Document excerpt ::

JAKARTA, Indonesia – A Sumatran orangutan has been filmed for the first time using a human-made canopy bridge to cross a public road on the Indonesian island of Sumatra, conservationists said Monday.
Rapid development has shrunk the jungle habitat of the critically endangered species, increasing fatal conflicts with people.
The fleeting scene, captured by a motion-sensitive camera, shows a young Sumatran orangutan pausing at the forest’s edge, gripping a rope with deliberate care and stepping into open air. Halfway across, it stops and glances down at the road below. Moments later, it crosses.
Conservationists say the footage marks the first documented case of a Sumatran orangutan using an artificial canopy bridge to cross a public road that divided its habitat.
“This was the moment we had been waiting for,” Erwin Alamsyah Siregar, executive director of Indonesian conservation group Tangguh Hutan Khatulistiwa, or TaHuKah, told The Associated Press. “We are very grateful that the canopy here provides benefits for orangutan conservation efforts.”
Siregar said the bridge spans the Lagan – Pagindar Road in Pakpak Bharat district, a vital corridor connecting remote villages to schools, health care and government services. The road cuts directly through prime orangutan habitat, splitting an estimated 350 orangutans into two isolated forest areas: the Siranggas Wildlife Reserve and the Sikulaping Protection Forest.

Direction A :: Write out the part of the orangutan article from "Conservationists say the" up to and including "Sikulaping Protection Forest." word for word.
The orangutan article has no connection to the rows that follow it.

Data extract ::
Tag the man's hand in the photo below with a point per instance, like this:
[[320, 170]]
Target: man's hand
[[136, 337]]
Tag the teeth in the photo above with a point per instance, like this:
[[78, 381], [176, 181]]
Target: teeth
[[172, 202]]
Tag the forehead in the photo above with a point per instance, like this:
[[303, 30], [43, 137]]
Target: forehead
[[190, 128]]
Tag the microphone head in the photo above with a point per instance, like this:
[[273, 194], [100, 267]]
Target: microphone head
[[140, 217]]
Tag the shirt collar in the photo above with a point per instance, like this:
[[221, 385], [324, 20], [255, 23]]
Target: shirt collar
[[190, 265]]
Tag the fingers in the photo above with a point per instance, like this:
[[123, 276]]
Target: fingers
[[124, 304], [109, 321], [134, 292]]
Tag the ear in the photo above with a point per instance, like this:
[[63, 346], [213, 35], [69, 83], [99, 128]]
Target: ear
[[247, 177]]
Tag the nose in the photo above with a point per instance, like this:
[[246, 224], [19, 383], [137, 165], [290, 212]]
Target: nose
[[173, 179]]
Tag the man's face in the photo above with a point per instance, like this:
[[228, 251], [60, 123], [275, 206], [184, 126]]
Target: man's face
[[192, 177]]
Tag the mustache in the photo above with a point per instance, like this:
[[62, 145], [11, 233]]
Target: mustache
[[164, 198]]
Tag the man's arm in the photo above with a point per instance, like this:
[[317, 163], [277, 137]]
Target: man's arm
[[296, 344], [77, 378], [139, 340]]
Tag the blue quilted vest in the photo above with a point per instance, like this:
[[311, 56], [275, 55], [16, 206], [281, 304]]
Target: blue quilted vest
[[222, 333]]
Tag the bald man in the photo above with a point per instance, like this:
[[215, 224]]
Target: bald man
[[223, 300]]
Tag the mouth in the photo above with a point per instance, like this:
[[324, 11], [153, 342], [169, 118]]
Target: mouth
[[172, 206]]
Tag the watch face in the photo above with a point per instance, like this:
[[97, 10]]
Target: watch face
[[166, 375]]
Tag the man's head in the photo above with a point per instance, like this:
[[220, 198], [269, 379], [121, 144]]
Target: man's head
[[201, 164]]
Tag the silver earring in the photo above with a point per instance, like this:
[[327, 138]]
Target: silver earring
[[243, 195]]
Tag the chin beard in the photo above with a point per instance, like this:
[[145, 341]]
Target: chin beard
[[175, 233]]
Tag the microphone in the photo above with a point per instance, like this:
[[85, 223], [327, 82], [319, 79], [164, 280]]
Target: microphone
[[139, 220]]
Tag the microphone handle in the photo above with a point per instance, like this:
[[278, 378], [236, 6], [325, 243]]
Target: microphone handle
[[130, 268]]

Direction B :: Pull out the rows from the very first one up to and including the line with "[[124, 304], [109, 321], [134, 292]]", and reproduce them verbatim.

Right answer A ::
Conservationists say the footage marks the first documented case of a Sumatran orangutan using an artificial canopy bridge to cross a public road that divided its habitat.
“This was the moment we had been waiting for,” Erwin Alamsyah Siregar, executive director of Indonesian conservation group Tangguh Hutan Khatulistiwa, or TaHuKah, told The Associated Press. “We are very grateful that the canopy here provides benefits for orangutan conservation efforts.”
Siregar said the bridge spans the Lagan – Pagindar Road in Pakpak Bharat district, a vital corridor connecting remote villages to schools, health care and government services. The road cuts directly through prime orangutan habitat, splitting an estimated 350 orangutans into two isolated forest areas: the Siranggas Wildlife Reserve and the Sikulaping Protection Forest.

Right answer B ::
Tag the man's hand in the photo below with a point per instance, like this:
[[320, 170]]
Target: man's hand
[[136, 337]]
Tag the teeth in the photo above with a point per instance, like this:
[[78, 381], [176, 181]]
Target: teeth
[[172, 202]]
Tag the forehead in the photo above with a point per instance, like this:
[[303, 30], [43, 137]]
Target: forehead
[[190, 128]]
Tag the microphone head in the photo above with a point per instance, like this:
[[273, 194], [100, 267]]
Target: microphone head
[[140, 217]]
Tag the shirt collar in the photo above with a point per instance, like this:
[[221, 385], [324, 20], [255, 23]]
Target: shirt collar
[[190, 265]]
Tag the fingers in the photo above with a point per instance, like this:
[[123, 276]]
Target: fingers
[[124, 304], [109, 321], [134, 292]]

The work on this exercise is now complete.